▶ **YOUR INSTRUCTIONS**
The data is to be retyped in full, exactly.

[Saved data entries]
-- Opening Marker --
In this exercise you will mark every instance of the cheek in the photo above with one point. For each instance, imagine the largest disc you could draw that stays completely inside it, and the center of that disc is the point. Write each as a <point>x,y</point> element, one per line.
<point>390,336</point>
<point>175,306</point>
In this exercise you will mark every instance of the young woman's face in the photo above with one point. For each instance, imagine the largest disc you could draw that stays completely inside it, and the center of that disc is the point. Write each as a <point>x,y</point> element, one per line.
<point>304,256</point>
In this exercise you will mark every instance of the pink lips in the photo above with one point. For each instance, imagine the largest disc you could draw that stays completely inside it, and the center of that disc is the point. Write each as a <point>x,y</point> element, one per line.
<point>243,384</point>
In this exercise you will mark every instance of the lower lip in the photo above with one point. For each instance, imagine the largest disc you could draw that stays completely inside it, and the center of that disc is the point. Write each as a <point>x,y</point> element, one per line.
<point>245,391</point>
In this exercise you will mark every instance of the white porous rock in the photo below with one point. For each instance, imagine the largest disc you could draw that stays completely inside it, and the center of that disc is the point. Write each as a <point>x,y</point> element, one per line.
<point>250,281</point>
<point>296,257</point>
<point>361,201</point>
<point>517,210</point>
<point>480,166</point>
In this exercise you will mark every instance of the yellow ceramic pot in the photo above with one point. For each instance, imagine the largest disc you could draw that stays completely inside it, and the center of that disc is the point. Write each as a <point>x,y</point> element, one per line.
-- Closing Marker --
▶ **SOLUTION FOR THIS TASK**
In this exercise you will mark every instance of the cheek in the photo above with one point. For each instance, imagine the largest disc you could draw that stays completely inside it, and the center of that disc is the point. Write each as a <point>x,y</point> element, one per line.
<point>390,336</point>
<point>175,306</point>
In this exercise you will mark every instance of the young woman's face in the photo above with one point. For each instance, imagine the largest disc you could draw that stays completely inside it, and the center of that disc is the point. Write each as a <point>x,y</point> element, one per line.
<point>304,256</point>
In this exercise you will mark every instance of the pink lips in the photo above with one point. For each instance, imagine the largest disc you could draw that stays completely inside it, and the center of that disc is the point. Write each as a <point>x,y</point> element, one per line.
<point>243,384</point>
In this exercise you will mark every instance of the lower lip in the photo above with one point. For each instance, imagine the largest disc you could draw that stays completely inside it, and the center of that disc is the point. Write each as a <point>x,y</point> element, one per line.
<point>245,391</point>
In this exercise you will mark every instance of the white porous rock in the photo below with one point. For each instance, imagine the largest disc you could draw that stays completely inside it, and the center of that disc is the point. Write each as a <point>x,y</point> element, one per line.
<point>250,281</point>
<point>296,257</point>
<point>361,201</point>
<point>517,210</point>
<point>480,166</point>
In this exercise you will mark every instance of the yellow ceramic pot in the photo above with one point. For each instance, imagine the largest disc you could draw that stays completely inside it, and the center of that disc is the point. Write each as a <point>x,y</point> element, one per line.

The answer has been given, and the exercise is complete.